───── Source document

Nepal's TB control program operates under the DOTS strategy — Directly Observed Treatment, Short-course. Every dose is observed. Every patient is registered. Every sputum examination result is recorded at months 2/3, month 5, and at the end of treatment. The registration system isn't administrative overhead; it's the surveillance infrastructure that the National Tuberculosis Programme reports against and the Ministry of Health uses to measure program effectiveness against national incidence targets.

Registration and Case Classification

Fiscal Years, Registration Years, Registration Month, and Registration Day establish the entry point into the national TB register. In Nepal's public health reporting, fiscal year tracking matters because DOTS program performance is evaluated against annual cohort outcomes — the percentage of registered cases in a given fiscal year who complete treatment successfully, are cured, fail treatment, die, or default. Without accurate registration dating, the cohort analysis breaks down.

Disease Types and Registration Category classify the case by both clinical presentation (pulmonary smear-positive, pulmonary smear-negative, extrapulmonary) and registration category (new, relapse, treatment after failure, treatment after default). These two classifications determine the Treatment Category — the specific drug regimen and duration — under Nepal's NTP guidelines aligned with WHO recommendations.

Refer/Diagnosis documents the referring facility or diagnostic source. In Nepal's decentralized health system, TB diagnosis may happen at a district hospital, a health post, or a private facility, with treatment managed at a different level of the health system. The referral chain is part of the treatment accountability record.

HIV Co-Infection and Drug Resistance

HIV Infection, ART, and CPT are the co-management fields for TB-HIV co-infected patients — the subset of TB cases with the highest mortality risk without correct concurrent management. A TB patient with confirmed HIV infection requires Anti-Retroviral Therapy and Cotrimoxazole Preventive Therapy alongside the TB treatment regimen. The fields document whether these co-therapies have been initiated, which affects both the treatment outcome expectation and the monitoring requirements.

──────────
───── Extracted information

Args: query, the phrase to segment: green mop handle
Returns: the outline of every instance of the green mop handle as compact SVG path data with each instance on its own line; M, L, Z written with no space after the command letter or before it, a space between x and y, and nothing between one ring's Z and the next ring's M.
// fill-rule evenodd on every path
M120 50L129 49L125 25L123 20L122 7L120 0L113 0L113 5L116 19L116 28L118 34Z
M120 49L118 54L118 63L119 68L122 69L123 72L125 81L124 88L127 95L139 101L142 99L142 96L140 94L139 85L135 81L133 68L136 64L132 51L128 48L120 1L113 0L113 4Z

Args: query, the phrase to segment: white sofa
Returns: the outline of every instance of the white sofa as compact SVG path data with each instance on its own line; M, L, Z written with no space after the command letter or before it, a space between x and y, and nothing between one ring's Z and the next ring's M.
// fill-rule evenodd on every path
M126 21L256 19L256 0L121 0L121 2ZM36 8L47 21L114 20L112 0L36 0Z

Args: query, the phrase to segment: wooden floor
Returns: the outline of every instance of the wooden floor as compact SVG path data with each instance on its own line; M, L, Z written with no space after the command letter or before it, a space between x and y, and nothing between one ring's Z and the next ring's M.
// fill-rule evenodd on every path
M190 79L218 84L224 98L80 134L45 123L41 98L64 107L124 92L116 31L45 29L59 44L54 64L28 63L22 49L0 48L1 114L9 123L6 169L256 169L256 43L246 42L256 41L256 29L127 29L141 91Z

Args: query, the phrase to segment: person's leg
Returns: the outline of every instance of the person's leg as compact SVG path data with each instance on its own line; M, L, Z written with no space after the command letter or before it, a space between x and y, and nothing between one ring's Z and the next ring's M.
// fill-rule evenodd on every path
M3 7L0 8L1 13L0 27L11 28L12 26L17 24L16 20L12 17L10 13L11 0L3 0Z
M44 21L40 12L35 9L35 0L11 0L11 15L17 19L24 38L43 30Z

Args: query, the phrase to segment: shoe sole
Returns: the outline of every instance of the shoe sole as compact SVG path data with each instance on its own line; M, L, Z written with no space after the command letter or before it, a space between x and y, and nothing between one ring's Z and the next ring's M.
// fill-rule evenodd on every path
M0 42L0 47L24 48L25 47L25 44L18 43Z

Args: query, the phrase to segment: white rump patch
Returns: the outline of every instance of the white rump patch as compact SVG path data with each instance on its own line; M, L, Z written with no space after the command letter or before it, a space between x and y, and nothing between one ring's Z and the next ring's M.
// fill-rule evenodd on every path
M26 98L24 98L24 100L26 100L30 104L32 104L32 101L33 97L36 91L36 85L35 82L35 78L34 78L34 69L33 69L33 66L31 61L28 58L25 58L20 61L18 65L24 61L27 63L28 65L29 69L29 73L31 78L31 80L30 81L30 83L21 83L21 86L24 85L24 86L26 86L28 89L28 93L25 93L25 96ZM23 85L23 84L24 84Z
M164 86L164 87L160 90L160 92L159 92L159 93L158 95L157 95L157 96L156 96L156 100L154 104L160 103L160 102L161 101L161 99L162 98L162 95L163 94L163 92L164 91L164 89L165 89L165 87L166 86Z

──────────

*What to do*
1. From the text on Nepal's TB register, set down the stretch from "Nepal's TB control" through "national incidence targets." word for word.
2. Answer these questions from the text on Nepal's TB register:
(a) At which points in treatment are sputum examination results recorded?
(b) What are the three clinical presentations used to classify a case?
(c) Which two therapies does a TB patient with confirmed HIV infection need alongside the TB regimen?
3. Write what comes next in the text on Nepal's TB register, continuing from its last sentence.

*Task-by-task answers*
1.
Nepal's TB control program operates under the DOTS strategy — Directly Observed Treatment, Short-course. Every dose is observed. Every patient is registered. Every sputum examination result is recorded at months 2/3, month 5, and at the end of treatment. The registration system isn't administrative overhead; it's the surveillance infrastructure that the National Tuberculosis Programme reports against and the Ministry of Health uses to measure program effectiveness against national incidence targets.

2.
(a) At months 2/3, at month 5, and at the end of treatment.
(b) Pulmonary smear-positive, pulmonary smear-negative, and extrapulmonary.
(c) Anti-Retroviral Therapy (ART) and Cotrimoxazole Preventive Therapy (CPT).

3.
Drug Resistance is the field that flags patients identified as having drug-resistant TB (MDR-TB or XDR-TB) — a different treatment category requiring second-line drugs, longer treatment duration, and more intensive monitoring. In Nepal, drug resistance testing is a critical component of the TB control strategy given the proximity to India, where MDR-TB rates are significant.

Sequential Sputum Examination

2/3 Examination, 2/3 Months Result, 2/3 Months Lab No., 2/3 Months Date5 Examination, 5 Months Result, 5 Months Lab No., 5 Months DateLast Examination, Last Months Result, Last Lab No., Last Date are the three sequential sputum monitoring windows that define treatment response.

A patient who was sputum smear-positive at registration and converts to smear-negative at the 2/3 month examination has an expected treatment trajectory. One who remains positive at month 5 has a treatment failure that requires a resistance investigation and regimen change decision. The sequential laboratory results — with their lab reference numbers and dates — are the clinical evidence for that decision and the documentation required for national programme reporting.

Treatment Outcome and Outcome Date close the case record with the final classification: cured, treatment completed, treatment failed, died, lost to follow-up, or not evaluated. These six outcome categories are the international standards for TB cohort analysis and are the metrics Nepal's NTP reports to WHO in annual country reports.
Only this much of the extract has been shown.